DOCUMENT SECTION >>
○ ○ ○
# Question on chicken BBQ price



## jmud

My phone has been ringing off the hook to do parties now that I got two cookers. Never expected this but loving it. Been doin mostly ribs pulled pork and such. I have done chicken with our fire dept and I got a guy wanting 50 halves done up for a grad party. He's a good guy and don't wanna over price him, but what's a reasonable price? He supplies meat and I supply charcoal wood and sauce. Just a price for what to charge 50 halves. Thanks


----------



## jmud

5 gallons of firemen bbq aside that we make (very comparable to Cornell sauce) is 60 bucks to make up. We sauce the heck out of ours. Maybe just charge 100 bucks to do it? That will include 1 bag of charcoal and wood tgat I cut already from the woods.....??


----------



## bigwheel

Back in more energetic days for custom cooking came up with charging a buck a pound..then realized that was not  enough so bumped it to two bucks a pound. So 25 4 lb cluckers should rate two hundred bucks. There ya go. I would go buy the chickens using his money then you can use the cash register receipt to get the exact poundage. Do not let him supply it. He will show up with froze solid leg quarters or some other idiotic thing. lol.


----------



## glennmc

Oh my YES be certain what you get!  Had a customer whose brother was a food distributor present us with a frozen 80 lb pig real early one morning for a party that night.  He said the price was great...


----------



## jmud

He's gonna get the chicken where I get it. Won't be junk or frozen. 2 bucks a lb for all?  Chicken here is a buck per lb, figure 1 1/2 lb halves. Times 50 halves is 75 lbs. 150 for chicken sauce and labor?  Think maybe I'll still keep it as him buying my sauce for 60 and a flat rate of 100 bucks to do the job. Is that enough?


----------



## JckDanls 07

well..  lets see....  figure 5-6 hrs from set up to tear down...  now add wood, charcoal, spices,  we'll say $25 for all that....   so...  If you charge $100...  take $25 (supplies) out  of that..  leaves you with $75....  $75 divided by 6 hrs(labor)= $12.50 an hr .....  If it takes $60 to make sauce and you sell it to him for $60 ....  you just worked for free to make all that sauce....  so this should get ya thinking ....


----------



## jmud

JckDanls 07 said:


> well..  lets see....  figure 5-6 hrs from set up to tear down...  now add wood, charcoal, spices,  we'll say $25 for all that....   so...  If you charge $100...  take $25 (supplies) out  of that..  leaves you with $75....  $75 divided by 6 hrs(labor)= $12.50 an hr .....  If it takes $60 to make sauce and you sell it to him for $60 ....  you just worked for free to make all that sauce....  so this should get ya thinking ....



I'm figuring total all said and done 100 for labor. Charcoal 20 (I get it real cheap and split loads with my fire dept). 60 for sauce. I use only sauce no rub on chicken but sauce the crap out of em. Meat will be figured in weather he buys it or I get it as a figure above and beyond. Sooo, 180 to do the 50 halves. 5 hours total work that's 20 an hour, guess that's reasonable


----------



## JckDanls 07

cooking at home..  or have to travel to his place ?


----------



## bigwheel

Dang yall done went and injected too much arithmetic for us non math majors. If he wants it cooked on site add a hundred and a half for having to air up the tires and lug my grand prize winning bbq pit over there. If he wants it for two bucks a pound it will be what is called "deucus tecem" in the latin vernacular used by lawyers  which means come by over here and take it with ya. I also charge extra for being a serving wench. I thought we was talking about cooking? lol


----------



## jeepdiver

Are you doing this as a side project or are you a caterer?  If the first I'd think twice about doing food service without all the proper licenses.   If the later I would think you would know your standard rates which would apply no matter the food.


----------



## jmud

The sauce is 40 bucks to make, I'll make 20 on that as well


----------
○ ○ ○
INFORMATION PROVIDED >>
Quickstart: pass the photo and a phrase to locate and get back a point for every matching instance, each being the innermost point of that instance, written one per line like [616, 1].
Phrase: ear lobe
○ ○ ○
SHORT EXERCISE 1 >> Write out, word for word, the part of the chicken BBQ pricing thread that begins at the words "Back in more"; stop after "price was great...".
SHORT EXERCISE 2 >>
Answer these from the chicken BBQ pricing thread:
(a) How many chicken halves are wanted for the grad party?
(b) What per-pound rate did bigwheel raise his charge to after finding a buck a pound was not enough?
(c) How many hours does JckDanls 07 figure from set up to tear down?
The lines aren't needed for anything here.

TASK SOLUTION 1 >>
Back in more energetic days for custom cooking came up with charging a buck a pound..then realized that was not  enough so bumped it to two bucks a pound. So 25 4 lb cluckers should rate two hundred bucks. There ya go. I would go buy the chickens using his money then you can use the cash register receipt to get the exact poundage. Do not let him supply it. He will show up with froze solid leg quarters or some other idiotic thing. lol.


----------



## glennmc

Oh my YES be certain what you get!  Had a customer whose brother was a food distributor present us with a frozen 80 lb pig real early one morning for a party that night.  He said the price was great...

TASK SOLUTION 2 >>
(a) 50 halves
(b) Two bucks a pound
(c) 5-6 hours